Problem set =>
1) Using the MLIR bufferize test file, answer each question in one line, marked (a), (b), (c):
(a) Which pass besides -split-input-file does the RUN line give to mlir-opt?
(b) What three things does the comment say the basic case tests?
(c) What operation creates the result memref, and what is its type?
2) Decide whether each statement, marked (a), (b), (c), agrees with the MLIR bufferize test file. Answer yes or no and quote the deciding words.
(a) Later tests check all the same details as the basic case.
(b) The function @basic takes an argument of type tensor<4xf32>.
(c) The linalg.generic in the checks uses the iterator type "reduction".
3) Write the next part of the MLIR bufferize test file, continuing from its last line.

--- Begin Passage provided ---

// RUN: mlir-opt -linalg-bufferize -split-input-file %s | FileCheck %s

#map0 = affine_map<(d0) -> (d0)>

// In-depth checking of a basic case, this is testing
// - tensor_to_memref / tensor_load materializations are properly inserted
// - payload is correctly carried over
// - affine maps are correctly carried over
// Later tests will not check all these details.

// CHECK: #map = affine_map<(d0) -> (d0)>
// CHECK-LABEL:   func @basic(
// CHECK-SAME:                %[[TENSOR:.*]]: tensor<4xf32>) -> tensor<4xf32> {
// CHECK:           %[[MEMREF:.*]] = tensor_to_memref %[[TENSOR]] : memref<4xf32>
// CHECK:           %[[RESULT_MEMREF:.*]] = alloc() : memref<4xf32>
// CHECK:           linalg.generic {indexing_maps = [#map, #map], iterator_types = ["parallel"]}
// CHECK-SAME:      ins(%[[MEMREF]] : memref<4xf32>)

--- End Passage provided ---
--- Begin Available data ---

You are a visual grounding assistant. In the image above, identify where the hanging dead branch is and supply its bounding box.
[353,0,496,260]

--- End Available data ---

Outputs by task =>
1)
(a) -linalg-bufferize
(b) That tensor_to_memref / tensor_load materializations are properly inserted, that the payload is correctly carried over, and that affine maps are correctly carried over.
(c) alloc(), with type memref<4xf32>.

2)
(a) No: "Later tests will not check all these details."
(b) Yes: "%[[TENSOR:.*]]: tensor<4xf32>) -> tensor<4xf32> {"
(c) No: "iterator_types = ["parallel"]"

3)
// CHECK-SAME:      outs(%[[RESULT_MEMREF]] : memref<4xf32>) {
// CHECK:           ^bb0(%[[RESULT1:.*]]: f32, %[[UNUSED:.*]]: f32):
// CHECK:             %[[DIM1:.*]] = exp %[[RESULT1]] : f32
// CHECK:             linalg.yield %[[DIM1]] : f32
// CHECK:           }
// CHECK:           %[[RESULT:.*]] = tensor_load %[[RESULT_MEMREF]] : memref<4xf32>
// CHECK:           return %[[RESULT]] : tensor<4xf32>
func @basic(%arg0: tensor<4xf32>) -> tensor<4xf32> {
    %0 = linalg.generic {
      indexing_maps = [#map0, #map0],
      iterator_types = ["parallel"]
    } ins(%arg0 : tensor<4xf32>) {
      ^bb0(%gen_arg1: f32):
        %tmp1 = exp %gen_arg1 : f32
        linalg.yield %tmp1 : f32
    } -> tensor<4xf32>
    return %0 : tensor<4xf32>
}


// -----

#map0 = affine_map<(d0) -> (d0)>

// CHECK-LABEL:   func @multiple_results
// CHECK:           %[[RESULT0:.*]] = alloc() : memref<4xf32>
// CHECK:           %[[RESULT1:.*]] = alloc() : memref<4xf32>
// CHECK:           linalg.generic
// CHECK-SAME:      ins(%{{.*}} : memref<4xf32>)
// CHECK-SAME:      outs(%[[RESULT0]], %[[RESULT1]] : memref<4xf32>, memref<4xf32>)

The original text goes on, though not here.